> Assignment:
Copy word for word the stretch from "Our critical minerals activities" through "including critical minerals." in the page on critical minerals at Geoscience Australia.

> Excerpt provided:
Scientific topics Critical minerals at Geoscience Australia

Last updated:3 April 2024

Geoscience Australia supports the objectives of Australia’s Critical Minerals Strategy 2023–2030 to grow our critical minerals sector, expand downstream processing, and help meet future global demand. Geoscience Australia supports the Critical Minerals Office to help grow Australia's critical minerals sector and position Australia globally as a secure, reliable, and ethical supplier of critical minerals.

Our critical minerals activities include:

  • Technical advice to government
  • Scientific research including pre-competitive data acquisition
  • Data enabling services and decision-support tools
  • International and national collaborations
  • Publications
  • Public communication
  • Investment attraction

These activities align with Geoscience Australia’s priority stream of Building Australia’s resources wealth under Strategy 2028, in particular the Exploring for the Future program, which aims to support the resources and agricultural sectors through the provision of pre-competitive data for potential mineral, energy and groundwater resources, including critical minerals.

What is a critical mineral?

A critical mineral is a metallic or non-metallic element that has two characteristics:

  1. It is essential for the functioning of our modern technologies, economies or national security and
  2. There is a risk that its supply chains could be disrupted.

Critical minerals are used to manufacture advanced technologies including mobile phones, computers, fibre-optic cables, semi-conductors, banknotes, and defence, aerospace and medical applications. Many are used in low-emission technologies such as electric vehicles, wind turbines, solar panels, and rechargeable batteries. Some are also crucial for common products such as stainless steel and electronics.

> Provided records:
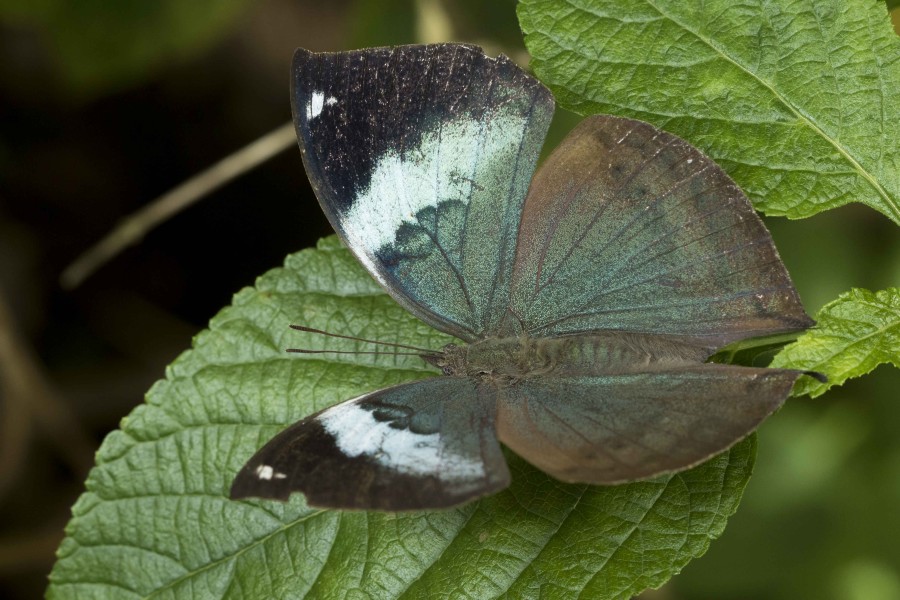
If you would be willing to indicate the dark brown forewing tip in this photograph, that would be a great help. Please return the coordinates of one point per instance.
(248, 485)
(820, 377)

---

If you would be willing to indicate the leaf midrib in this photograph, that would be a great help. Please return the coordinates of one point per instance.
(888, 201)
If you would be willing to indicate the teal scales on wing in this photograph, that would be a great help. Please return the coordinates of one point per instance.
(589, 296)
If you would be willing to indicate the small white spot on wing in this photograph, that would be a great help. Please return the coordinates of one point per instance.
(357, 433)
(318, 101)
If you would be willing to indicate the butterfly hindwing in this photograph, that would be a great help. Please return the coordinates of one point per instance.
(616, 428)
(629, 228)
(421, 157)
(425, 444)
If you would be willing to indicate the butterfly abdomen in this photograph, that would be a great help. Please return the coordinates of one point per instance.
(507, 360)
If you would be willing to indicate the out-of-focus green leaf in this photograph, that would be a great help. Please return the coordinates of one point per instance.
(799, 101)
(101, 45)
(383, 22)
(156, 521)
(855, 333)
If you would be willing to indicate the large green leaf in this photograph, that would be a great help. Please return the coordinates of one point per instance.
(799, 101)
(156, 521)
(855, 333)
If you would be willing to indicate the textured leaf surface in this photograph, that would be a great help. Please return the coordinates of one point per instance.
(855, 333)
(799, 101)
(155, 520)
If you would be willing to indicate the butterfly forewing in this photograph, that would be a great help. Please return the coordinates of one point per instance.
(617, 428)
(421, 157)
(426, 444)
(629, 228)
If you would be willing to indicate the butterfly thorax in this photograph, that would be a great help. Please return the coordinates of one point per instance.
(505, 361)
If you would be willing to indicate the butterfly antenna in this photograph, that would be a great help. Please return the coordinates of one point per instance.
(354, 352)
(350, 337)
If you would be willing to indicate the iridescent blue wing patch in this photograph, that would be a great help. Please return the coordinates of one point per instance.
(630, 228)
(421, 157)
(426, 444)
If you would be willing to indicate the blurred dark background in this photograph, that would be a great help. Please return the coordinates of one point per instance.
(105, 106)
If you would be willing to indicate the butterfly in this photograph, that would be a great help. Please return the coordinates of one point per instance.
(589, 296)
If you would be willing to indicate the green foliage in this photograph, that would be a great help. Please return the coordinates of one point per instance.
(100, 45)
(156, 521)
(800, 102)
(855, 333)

==

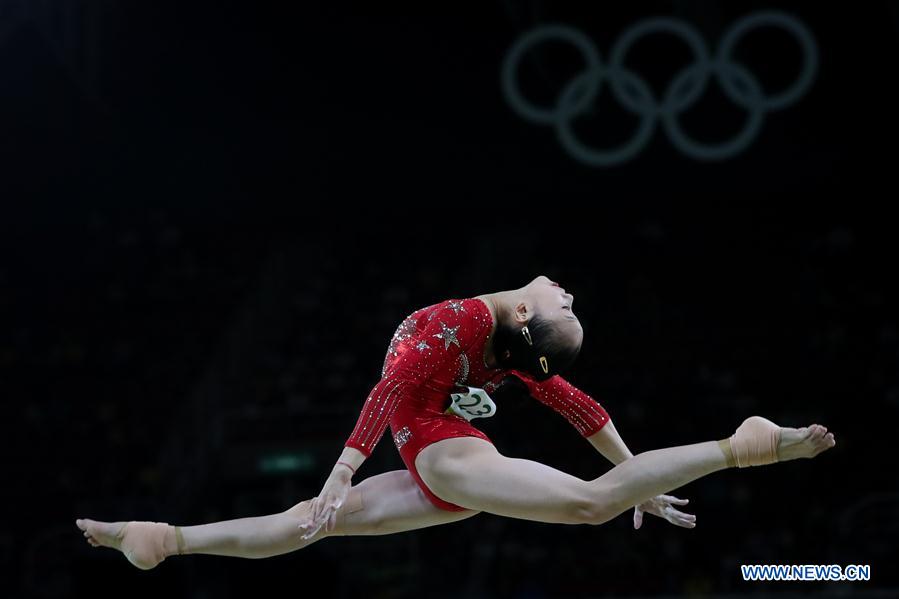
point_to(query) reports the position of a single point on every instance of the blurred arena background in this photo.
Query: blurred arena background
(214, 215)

> Result:
Our critical minerals activities include:

  • Technical advice to government
  • Scientific research including pre-competitive data acquisition
  • Data enabling services and decision-support tools
  • International and national collaborations
  • Publications
  • Public communication
  • Investment attraction

These activities align with Geoscience Australia’s priority stream of Building Australia’s resources wealth under Strategy 2028, in particular the Exploring for the Future program, which aims to support the resources and agricultural sectors through the provision of pre-competitive data for potential mineral, energy and groundwater resources, including critical minerals.